Please reproduce the data below from the line containing "Would you point out the rushing" up to and including its last line, keeping every line and offsetting each coordinate in the answers by adding 88. Give only those lines.

[Extracted records]
━━━━━━━━━━━━━━━━

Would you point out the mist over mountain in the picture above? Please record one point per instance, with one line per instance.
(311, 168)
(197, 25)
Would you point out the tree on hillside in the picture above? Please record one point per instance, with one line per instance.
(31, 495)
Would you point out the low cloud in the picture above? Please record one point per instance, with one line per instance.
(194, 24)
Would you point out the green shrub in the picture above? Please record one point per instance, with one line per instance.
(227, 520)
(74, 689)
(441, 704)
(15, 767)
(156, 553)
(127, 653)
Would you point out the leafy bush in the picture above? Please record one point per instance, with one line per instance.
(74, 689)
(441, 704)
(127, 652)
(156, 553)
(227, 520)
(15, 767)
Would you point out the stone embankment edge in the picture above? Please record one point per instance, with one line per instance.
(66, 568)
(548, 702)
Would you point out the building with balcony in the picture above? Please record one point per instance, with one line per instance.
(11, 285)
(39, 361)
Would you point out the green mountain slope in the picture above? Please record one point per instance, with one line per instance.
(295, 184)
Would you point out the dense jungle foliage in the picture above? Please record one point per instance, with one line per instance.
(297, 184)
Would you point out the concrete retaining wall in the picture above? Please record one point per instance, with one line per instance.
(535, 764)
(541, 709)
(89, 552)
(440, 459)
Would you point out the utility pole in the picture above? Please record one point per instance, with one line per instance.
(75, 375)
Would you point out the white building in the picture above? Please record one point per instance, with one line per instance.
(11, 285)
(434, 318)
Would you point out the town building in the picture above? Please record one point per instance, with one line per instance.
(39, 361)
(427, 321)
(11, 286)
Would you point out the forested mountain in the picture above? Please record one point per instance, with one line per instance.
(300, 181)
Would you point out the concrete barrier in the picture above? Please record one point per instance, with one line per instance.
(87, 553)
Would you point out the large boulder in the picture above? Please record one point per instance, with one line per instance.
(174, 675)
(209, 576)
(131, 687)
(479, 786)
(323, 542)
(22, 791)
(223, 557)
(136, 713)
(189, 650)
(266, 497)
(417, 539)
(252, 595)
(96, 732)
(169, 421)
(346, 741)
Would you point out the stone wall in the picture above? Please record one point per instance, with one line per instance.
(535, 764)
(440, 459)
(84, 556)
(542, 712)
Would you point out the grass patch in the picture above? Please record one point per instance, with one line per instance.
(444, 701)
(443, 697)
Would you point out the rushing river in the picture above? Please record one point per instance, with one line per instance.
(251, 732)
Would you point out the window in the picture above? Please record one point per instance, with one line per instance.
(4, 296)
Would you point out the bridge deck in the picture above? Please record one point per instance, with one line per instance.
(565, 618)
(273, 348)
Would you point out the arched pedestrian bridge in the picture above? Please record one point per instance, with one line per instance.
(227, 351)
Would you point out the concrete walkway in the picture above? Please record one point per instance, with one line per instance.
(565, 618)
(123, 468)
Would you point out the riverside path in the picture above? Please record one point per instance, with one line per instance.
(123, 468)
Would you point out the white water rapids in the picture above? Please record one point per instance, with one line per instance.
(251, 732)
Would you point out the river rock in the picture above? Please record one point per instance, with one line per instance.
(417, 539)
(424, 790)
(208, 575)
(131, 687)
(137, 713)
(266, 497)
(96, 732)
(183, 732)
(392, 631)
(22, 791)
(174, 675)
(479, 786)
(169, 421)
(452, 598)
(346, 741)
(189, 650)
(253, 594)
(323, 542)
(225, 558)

━━━━━━━━━━━━━━━━

> **ANSWER FOR THE TASK**
Would you point out the rushing river in the picture above? Please record one point per instance, with one line per instance.
(339, 820)
Would you point out the window in the picture above? Please record one point per instance, with one line per instance.
(92, 384)
Would you point out the bridge deck in the picture above? Please record one point per instance, with one line per instance.
(653, 706)
(361, 436)
Would you point out the arched pedestrian bridge in the picture above? Please record one point per instance, with one line per instance.
(315, 439)
Would you point out the concrete walkway in the picture above? Please record one point per instance, with one line per instance.
(653, 706)
(211, 556)
Would you point out the riverside path in the picture above? Please record one point per instance, with one line per instance.
(211, 556)
Would you point out the white water rapids in the picture above? Please record one point per instance, with one line per instance.
(339, 820)
Would you point out the river rock in the picture above? Please record one point per instance, with one line per instance.
(505, 627)
(512, 878)
(296, 663)
(219, 775)
(225, 801)
(354, 585)
(184, 820)
(271, 820)
(480, 719)
(110, 879)
(262, 763)
(567, 874)
(257, 509)
(540, 686)
(434, 829)
(277, 738)
(341, 682)
(411, 630)
(313, 646)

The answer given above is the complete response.